Extrait du texte
::::

VDS leva un sourcil, lui fit la leçon, en aparté, mais indiqua qu’il voulait le garder. Mais la concurrence pointait : Stuttgart, dirigé par Arie Haan, Bologne et Bergame, contactés par Vandereycken, ex-FC Gênes. Pas d’arrêt Bosman à l’époque, mais la règle du quota : Stef valait deux millions de francs suisses (50 belges). Les Allemands en proposèrent 35, refus de VDS, et les Italiens 50.

 » J’ai signé pour quatre ans à Bologne. Un an plus tard, le quota changea et Grün rejoignit Parme pour 75. Bologne est belle, ambiance, pâtes vertes… J’y garde des amis. Entre le président Carioni et moi, ça marchait. Je me souviens d’un dialogue mi-sérieux, mi-comique au téléphone : en stage, resté seul à l’hôtel, les autres étaient à la messe, je réceptionne le président : – Pronto… je suis seul, signore presidente

-Vous n’êtes pas à la messe ?

-Pas dans mes convictions, presidente…

-Mais chacun doit aller à la messe Stefano…

-Je ne changerai pas, presidente. On n’est pas catholique dans la famille, pas de mariage à l’église et pas d’enfants baptisés.

Mon seul problème à Bologne, c’était l’entraîneur Maifredi, très coté à l’époque. Il disposait de trois étrangers mais ne cachait pas sa préférence pour onze Italiens. Il m’a pourtant souvent aligné, mais rarement les deux autres. Assez crispant. Lorsque le président sut que l’année suivante, Maifredi irait à La Juve, il proposa de me louer une saison à un club de mon choix et de revenir après un an « .

Meilleur joueur du Portugal

 » Monsieur Vanden Stock m’avait dit que je restais le bienvenu. Au Heysel, côte à côte aux toilettes, on évoqua même une location, mais Porto, via D’Onofrio, fit une offre à titre définitif. Quitter l’Italie ne m’emballait pas, mais le standing européen de Porto m’impressionnait. Moins intéressant pour le portefeuille, mais quelle saison ! Anderlecht 85-86 et Porto 89-90 furent supers.

::::

Consigne 1
Pour chacun des énoncés (a), (b) et (c), indiquez s'il concorde avec l'extrait sur le passage à Bologne et à Porto, en répondant par oui ou non et en citant les mots décisifs de l'extrait. (a) Le contrat signé à Bologne portait sur quatre ans. (b) L'entraîneur Maifredi préférait aligner des joueurs étrangers. (c) Porto a proposé une location.
L'extrait et les lignes sont deux matériaux indépendants l'un de l'autre.

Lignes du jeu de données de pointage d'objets
::::

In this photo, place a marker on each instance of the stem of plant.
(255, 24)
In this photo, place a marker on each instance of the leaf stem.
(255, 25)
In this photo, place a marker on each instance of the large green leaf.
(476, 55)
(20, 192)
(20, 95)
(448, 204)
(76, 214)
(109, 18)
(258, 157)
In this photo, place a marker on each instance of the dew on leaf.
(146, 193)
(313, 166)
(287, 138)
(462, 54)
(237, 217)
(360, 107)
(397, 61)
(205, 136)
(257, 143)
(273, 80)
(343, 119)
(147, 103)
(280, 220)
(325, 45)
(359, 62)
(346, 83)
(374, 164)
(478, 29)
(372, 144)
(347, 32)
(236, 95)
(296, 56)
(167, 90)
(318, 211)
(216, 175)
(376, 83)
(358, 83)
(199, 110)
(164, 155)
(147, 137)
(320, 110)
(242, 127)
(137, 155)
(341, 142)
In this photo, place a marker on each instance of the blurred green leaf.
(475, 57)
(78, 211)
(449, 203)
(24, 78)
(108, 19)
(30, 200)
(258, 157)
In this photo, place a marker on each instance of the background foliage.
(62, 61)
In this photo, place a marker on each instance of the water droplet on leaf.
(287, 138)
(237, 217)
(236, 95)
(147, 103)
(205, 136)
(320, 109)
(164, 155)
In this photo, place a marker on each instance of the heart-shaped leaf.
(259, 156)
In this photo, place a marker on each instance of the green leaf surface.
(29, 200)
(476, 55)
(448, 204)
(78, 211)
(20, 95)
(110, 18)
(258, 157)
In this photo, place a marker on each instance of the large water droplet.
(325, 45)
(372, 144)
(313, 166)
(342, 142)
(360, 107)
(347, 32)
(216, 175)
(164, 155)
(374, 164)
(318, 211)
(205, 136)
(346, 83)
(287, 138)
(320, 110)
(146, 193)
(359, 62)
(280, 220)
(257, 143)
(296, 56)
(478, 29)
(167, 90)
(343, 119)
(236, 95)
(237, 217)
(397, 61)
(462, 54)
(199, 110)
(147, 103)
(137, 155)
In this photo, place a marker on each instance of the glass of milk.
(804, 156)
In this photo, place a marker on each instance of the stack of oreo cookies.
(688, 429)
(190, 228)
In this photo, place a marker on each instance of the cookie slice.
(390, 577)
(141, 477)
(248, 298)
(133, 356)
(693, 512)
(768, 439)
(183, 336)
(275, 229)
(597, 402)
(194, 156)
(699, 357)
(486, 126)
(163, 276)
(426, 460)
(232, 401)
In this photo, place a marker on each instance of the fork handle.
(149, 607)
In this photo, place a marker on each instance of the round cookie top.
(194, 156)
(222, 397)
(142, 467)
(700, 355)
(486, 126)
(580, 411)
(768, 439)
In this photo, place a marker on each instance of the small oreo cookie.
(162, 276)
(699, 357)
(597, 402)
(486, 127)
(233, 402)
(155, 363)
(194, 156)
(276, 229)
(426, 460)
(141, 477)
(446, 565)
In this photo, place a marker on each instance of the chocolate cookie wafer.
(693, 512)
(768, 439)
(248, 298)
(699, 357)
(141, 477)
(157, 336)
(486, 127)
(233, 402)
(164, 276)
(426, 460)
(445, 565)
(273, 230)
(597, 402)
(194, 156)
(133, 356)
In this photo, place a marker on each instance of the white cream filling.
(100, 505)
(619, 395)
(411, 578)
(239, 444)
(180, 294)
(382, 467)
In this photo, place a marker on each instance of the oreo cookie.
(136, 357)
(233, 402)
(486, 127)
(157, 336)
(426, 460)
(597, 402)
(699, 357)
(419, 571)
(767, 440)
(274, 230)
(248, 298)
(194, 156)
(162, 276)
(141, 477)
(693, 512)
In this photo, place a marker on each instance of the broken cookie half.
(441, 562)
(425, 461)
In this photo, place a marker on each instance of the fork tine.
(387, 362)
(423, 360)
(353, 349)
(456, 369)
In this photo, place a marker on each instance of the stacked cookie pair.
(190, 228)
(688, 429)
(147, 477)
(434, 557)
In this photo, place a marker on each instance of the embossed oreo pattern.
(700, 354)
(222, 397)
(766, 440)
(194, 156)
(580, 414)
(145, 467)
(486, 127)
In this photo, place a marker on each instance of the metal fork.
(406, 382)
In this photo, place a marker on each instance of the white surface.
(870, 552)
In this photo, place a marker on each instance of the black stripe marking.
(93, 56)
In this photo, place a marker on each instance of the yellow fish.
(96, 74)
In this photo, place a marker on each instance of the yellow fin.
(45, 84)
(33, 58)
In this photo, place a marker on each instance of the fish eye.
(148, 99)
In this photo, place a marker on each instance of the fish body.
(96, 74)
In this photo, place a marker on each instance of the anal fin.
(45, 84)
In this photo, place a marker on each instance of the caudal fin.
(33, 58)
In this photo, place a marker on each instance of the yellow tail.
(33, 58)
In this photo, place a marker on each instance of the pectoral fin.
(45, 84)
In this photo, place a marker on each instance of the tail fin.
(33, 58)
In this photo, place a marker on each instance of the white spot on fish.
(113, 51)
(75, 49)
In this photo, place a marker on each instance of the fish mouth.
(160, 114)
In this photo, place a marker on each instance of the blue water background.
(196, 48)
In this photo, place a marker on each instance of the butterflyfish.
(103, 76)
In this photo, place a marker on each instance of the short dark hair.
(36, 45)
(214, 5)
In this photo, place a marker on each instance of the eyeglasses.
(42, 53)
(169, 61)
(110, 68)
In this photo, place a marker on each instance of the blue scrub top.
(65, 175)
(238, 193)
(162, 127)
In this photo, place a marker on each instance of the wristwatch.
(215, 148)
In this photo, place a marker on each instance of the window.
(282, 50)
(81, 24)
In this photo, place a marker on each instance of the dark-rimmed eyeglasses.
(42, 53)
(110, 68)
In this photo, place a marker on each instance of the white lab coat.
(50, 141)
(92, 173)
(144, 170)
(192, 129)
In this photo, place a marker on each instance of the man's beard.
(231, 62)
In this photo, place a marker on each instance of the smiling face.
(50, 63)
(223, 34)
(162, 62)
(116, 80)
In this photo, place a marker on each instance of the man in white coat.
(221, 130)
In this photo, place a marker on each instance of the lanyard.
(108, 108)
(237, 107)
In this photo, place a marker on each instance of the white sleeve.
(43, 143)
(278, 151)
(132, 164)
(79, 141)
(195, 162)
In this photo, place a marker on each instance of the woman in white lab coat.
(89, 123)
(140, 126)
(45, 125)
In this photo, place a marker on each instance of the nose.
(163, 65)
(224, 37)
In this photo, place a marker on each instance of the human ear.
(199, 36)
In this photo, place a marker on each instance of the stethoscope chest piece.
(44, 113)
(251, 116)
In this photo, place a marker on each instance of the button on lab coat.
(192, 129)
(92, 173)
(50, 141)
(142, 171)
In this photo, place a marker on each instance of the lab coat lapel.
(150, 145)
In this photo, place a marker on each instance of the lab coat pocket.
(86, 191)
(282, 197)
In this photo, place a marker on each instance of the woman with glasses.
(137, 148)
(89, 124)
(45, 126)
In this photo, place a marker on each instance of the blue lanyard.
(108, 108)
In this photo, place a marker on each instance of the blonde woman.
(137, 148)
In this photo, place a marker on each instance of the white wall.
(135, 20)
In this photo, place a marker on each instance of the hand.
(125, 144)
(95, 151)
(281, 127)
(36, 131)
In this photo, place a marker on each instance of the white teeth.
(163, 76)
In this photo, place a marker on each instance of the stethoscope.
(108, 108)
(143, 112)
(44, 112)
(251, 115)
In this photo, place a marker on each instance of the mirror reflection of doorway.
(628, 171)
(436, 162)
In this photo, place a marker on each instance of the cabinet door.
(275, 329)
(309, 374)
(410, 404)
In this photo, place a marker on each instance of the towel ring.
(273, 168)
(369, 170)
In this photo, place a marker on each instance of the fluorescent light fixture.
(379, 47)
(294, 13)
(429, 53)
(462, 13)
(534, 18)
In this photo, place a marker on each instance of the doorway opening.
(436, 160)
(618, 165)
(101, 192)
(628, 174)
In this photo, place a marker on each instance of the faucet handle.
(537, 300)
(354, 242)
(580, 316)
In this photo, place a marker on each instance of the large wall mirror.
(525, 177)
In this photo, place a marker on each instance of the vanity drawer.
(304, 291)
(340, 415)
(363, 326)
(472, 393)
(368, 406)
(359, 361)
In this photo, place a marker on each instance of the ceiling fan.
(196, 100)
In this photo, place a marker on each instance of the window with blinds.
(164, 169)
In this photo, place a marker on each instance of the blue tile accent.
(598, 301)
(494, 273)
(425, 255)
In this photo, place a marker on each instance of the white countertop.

::::

Consigne 2
Affichez toutes les lignes qui contiennent la chaîne « droplet ».

Résultat attendu 1
(a) Oui : « J’ai signé pour quatre ans à Bologne. »
(b) Non : « ne cachait pas sa préférence pour onze Italiens »
(c) Non : « Porto, via D’Onofrio, fit une offre à titre définitif »

Résultat attendu 2
In this photo, place a marker on each instance of the water droplet on leaf.
In this photo, place a marker on each instance of the large water droplet.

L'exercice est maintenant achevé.